[Source text]
::::::::::

Becoming A Blended Family
I made sure to introduce Nate and Josh to each other as soon as both parties were comfortable. I wanted them to be able to communicate as well. I know, in the beginning, Nate worried what this would mean for co-parenting, so I made sure to comfort him by telling him, ‘You will always be Carter’s dad. No one will replace you in that position. So, even though Josh will be involved now, he will always play the role of a ‘bonus parent,’ never a replacement parent.’ I felt like Nate deserved those comforting words because I wanted him to know both Josh and I respected him in his role and he could trust that the dynamics of our co-parenting would only get better, not worse by adding another person to it.
We spent the next 3 years learning how to make this work between all three adults. We made it a point to sit together at all of his sports games and functions, and there were a few occasions where we all did stuff together, like attending our local fair. The effort we put into creating this bond led to one of the highest points of our co-parenting journey so far. Nate attended Josh’s and my wedding in 2018 when our son was almost 6 years old. Most people are surprised to hear it was actually my husband’s idea to invite him. I never thought of it until he said, ‘It’s a big day for Carter too, and he should be able to share that with his dad.’ Duh! I don’t know why I didn’t think of that but of course, he deserved to share this big day with his dad. Having Nate there to celebrate with us really gave the relationship between all of us a family vibe. We were not just three people who all loved the same little boy. We were a family.

::::::::::

[Dataset excerpts]
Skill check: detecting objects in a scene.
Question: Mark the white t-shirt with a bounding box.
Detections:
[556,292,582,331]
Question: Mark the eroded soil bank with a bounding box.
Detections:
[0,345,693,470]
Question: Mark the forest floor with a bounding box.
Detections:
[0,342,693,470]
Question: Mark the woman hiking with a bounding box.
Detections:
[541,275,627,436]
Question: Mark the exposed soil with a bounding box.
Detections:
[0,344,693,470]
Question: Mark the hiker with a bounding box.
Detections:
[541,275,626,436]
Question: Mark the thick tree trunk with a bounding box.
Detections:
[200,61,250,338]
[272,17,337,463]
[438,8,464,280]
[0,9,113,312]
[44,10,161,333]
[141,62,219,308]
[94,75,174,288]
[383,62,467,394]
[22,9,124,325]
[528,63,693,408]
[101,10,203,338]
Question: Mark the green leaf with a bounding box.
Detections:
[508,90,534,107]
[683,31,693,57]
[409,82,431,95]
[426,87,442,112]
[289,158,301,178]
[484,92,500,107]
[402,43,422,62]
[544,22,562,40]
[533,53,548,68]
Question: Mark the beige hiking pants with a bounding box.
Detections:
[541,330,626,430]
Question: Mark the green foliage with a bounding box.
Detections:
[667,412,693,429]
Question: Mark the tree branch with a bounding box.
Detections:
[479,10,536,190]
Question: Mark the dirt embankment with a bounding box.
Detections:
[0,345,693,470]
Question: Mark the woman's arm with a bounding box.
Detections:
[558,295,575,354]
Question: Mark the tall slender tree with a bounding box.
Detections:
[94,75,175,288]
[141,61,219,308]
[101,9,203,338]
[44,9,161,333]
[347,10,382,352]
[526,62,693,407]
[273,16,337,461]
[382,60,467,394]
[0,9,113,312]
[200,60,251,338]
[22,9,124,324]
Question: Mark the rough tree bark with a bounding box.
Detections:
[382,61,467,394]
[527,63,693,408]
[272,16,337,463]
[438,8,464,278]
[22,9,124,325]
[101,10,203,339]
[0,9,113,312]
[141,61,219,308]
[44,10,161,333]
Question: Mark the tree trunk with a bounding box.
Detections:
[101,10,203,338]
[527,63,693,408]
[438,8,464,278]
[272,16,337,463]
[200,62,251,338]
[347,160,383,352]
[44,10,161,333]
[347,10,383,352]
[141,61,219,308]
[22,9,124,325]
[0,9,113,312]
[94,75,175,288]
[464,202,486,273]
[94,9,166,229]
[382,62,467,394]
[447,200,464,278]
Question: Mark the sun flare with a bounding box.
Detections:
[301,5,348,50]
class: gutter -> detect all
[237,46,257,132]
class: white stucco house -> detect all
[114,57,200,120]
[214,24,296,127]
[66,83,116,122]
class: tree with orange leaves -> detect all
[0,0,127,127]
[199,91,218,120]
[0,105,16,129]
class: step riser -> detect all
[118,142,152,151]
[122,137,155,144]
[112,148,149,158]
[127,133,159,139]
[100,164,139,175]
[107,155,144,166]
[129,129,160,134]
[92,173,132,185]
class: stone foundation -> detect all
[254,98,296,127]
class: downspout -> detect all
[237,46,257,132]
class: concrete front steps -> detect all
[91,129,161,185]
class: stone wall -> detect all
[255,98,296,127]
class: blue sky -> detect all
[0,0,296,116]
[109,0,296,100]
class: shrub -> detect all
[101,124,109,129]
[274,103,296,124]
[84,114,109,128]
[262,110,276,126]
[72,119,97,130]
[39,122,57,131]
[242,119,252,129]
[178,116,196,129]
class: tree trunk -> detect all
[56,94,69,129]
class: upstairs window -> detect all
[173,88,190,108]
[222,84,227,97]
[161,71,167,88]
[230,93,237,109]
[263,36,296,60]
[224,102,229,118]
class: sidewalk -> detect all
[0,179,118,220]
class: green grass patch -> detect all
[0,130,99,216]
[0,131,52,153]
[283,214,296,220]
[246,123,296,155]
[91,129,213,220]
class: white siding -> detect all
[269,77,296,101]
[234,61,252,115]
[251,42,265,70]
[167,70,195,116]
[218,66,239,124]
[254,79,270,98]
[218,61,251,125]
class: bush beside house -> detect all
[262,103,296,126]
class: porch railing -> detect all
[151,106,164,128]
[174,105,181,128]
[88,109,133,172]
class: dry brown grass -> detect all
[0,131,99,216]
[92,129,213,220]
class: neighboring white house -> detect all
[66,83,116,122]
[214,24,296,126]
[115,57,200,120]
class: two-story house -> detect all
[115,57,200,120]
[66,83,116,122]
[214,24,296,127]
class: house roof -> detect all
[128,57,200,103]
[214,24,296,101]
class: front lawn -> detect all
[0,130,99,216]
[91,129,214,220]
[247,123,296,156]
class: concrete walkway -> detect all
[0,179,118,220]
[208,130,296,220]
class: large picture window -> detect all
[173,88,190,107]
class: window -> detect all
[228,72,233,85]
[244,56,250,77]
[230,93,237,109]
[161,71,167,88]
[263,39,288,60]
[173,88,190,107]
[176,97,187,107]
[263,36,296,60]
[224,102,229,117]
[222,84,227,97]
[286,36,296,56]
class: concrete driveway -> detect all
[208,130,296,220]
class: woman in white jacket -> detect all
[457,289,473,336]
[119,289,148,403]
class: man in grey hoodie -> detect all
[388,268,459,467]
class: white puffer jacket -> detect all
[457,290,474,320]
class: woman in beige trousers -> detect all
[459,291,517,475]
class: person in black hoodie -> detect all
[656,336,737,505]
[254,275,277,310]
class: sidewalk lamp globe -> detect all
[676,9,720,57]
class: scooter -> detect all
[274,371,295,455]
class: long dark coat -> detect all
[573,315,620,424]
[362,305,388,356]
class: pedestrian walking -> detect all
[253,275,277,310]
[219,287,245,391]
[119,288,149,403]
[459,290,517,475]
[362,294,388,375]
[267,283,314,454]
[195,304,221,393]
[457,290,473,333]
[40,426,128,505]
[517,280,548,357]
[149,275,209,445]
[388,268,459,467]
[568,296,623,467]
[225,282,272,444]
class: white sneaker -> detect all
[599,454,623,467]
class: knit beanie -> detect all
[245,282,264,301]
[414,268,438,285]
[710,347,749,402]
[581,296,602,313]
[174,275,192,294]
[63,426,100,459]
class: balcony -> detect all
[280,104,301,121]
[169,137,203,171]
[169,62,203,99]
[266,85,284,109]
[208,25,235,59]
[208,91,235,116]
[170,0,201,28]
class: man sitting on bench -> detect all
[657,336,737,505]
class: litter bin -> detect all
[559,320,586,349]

::::::::::

[Exercise] Could you copy out the entire blended-family passage above, word for word?

[Response to the exercise]
Becoming A Blended Family
I made sure to introduce Nate and Josh to each other as soon as both parties were comfortable. I wanted them to be able to communicate as well. I know, in the beginning, Nate worried what this would mean for co-parenting, so I made sure to comfort him by telling him, ‘You will always be Carter’s dad. No one will replace you in that position. So, even though Josh will be involved now, he will always play the role of a ‘bonus parent,’ never a replacement parent.’ I felt like Nate deserved those comforting words because I wanted him to know both Josh and I respected him in his role and he could trust that the dynamics of our co-parenting would only get better, not worse by adding another person to it.
We spent the next 3 years learning how to make this work between all three adults. We made it a point to sit together at all of his sports games and functions, and there were a few occasions where we all did stuff together, like attending our local fair. The effort we put into creating this bond led to one of the highest points of our co-parenting journey so far. Nate attended Josh’s and my wedding in 2018 when our son was almost 6 years old. Most people are surprised to hear it was actually my husband’s idea to invite him. I never thought of it until he said, ‘It’s a big day for Carter too, and he should be able to share that with his dad.’ Duh! I don’t know why I didn’t think of that but of course, he deserved to share this big day with his dad. Having Nate there to celebrate with us really gave the relationship between all of us a family vibe. We were not just three people who all loved the same little boy. We were a family.